> **PROMPT**
For the entries below, report every line that includes the word "white".

> **RECORDED INFORMATION**

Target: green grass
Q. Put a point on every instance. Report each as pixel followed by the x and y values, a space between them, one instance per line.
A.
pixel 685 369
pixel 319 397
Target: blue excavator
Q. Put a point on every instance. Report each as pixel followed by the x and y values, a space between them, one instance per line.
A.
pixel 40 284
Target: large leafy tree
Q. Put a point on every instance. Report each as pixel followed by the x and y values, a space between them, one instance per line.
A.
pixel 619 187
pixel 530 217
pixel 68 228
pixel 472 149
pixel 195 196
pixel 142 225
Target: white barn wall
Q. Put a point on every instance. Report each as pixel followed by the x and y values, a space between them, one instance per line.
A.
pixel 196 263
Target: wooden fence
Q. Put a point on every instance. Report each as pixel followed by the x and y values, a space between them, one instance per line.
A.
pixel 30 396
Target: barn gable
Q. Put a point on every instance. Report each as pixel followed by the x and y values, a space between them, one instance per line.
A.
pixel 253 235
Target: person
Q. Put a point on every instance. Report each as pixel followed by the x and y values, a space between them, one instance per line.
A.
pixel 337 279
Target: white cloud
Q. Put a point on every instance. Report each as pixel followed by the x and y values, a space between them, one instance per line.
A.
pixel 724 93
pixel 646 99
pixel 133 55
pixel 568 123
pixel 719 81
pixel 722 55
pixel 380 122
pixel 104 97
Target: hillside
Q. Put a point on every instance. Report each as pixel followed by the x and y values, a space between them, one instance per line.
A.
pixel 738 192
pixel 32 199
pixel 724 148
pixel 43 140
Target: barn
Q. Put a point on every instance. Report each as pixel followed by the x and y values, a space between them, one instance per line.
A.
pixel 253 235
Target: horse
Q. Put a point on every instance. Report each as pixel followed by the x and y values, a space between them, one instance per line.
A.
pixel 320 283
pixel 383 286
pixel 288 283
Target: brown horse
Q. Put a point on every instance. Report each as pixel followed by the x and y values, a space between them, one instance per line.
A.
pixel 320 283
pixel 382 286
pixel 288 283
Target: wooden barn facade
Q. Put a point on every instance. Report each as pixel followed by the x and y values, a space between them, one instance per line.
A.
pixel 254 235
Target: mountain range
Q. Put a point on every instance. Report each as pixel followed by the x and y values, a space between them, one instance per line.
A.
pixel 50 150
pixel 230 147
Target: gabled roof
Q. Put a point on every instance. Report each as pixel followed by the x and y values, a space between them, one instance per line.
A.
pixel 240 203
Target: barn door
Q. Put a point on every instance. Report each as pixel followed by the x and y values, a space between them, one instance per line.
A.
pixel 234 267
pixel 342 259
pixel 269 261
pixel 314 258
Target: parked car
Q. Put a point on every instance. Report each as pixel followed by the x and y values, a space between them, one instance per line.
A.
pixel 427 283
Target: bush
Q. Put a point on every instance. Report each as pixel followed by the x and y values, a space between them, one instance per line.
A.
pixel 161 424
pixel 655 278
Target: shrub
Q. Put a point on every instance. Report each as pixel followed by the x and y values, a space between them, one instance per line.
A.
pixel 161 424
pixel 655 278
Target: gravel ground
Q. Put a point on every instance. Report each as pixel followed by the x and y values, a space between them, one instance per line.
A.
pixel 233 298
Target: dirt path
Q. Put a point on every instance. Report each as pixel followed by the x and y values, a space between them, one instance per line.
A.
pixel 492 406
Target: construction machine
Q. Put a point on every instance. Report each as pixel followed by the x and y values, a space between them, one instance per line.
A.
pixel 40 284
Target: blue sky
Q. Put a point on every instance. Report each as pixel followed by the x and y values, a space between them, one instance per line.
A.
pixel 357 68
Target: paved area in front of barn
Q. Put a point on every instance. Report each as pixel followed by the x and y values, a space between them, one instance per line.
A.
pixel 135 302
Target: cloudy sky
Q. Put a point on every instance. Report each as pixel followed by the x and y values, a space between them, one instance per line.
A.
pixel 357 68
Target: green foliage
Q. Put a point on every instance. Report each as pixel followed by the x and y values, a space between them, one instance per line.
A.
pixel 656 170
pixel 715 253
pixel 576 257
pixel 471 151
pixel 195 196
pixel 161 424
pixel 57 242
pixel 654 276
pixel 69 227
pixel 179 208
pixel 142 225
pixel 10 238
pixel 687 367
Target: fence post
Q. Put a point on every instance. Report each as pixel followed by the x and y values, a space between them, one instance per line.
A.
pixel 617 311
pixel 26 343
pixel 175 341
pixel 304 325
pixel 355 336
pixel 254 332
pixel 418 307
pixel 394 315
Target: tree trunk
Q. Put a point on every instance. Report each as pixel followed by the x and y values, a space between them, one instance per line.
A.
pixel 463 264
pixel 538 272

> **COMPLETED TASK**
Target: white barn wall
Target: white cloud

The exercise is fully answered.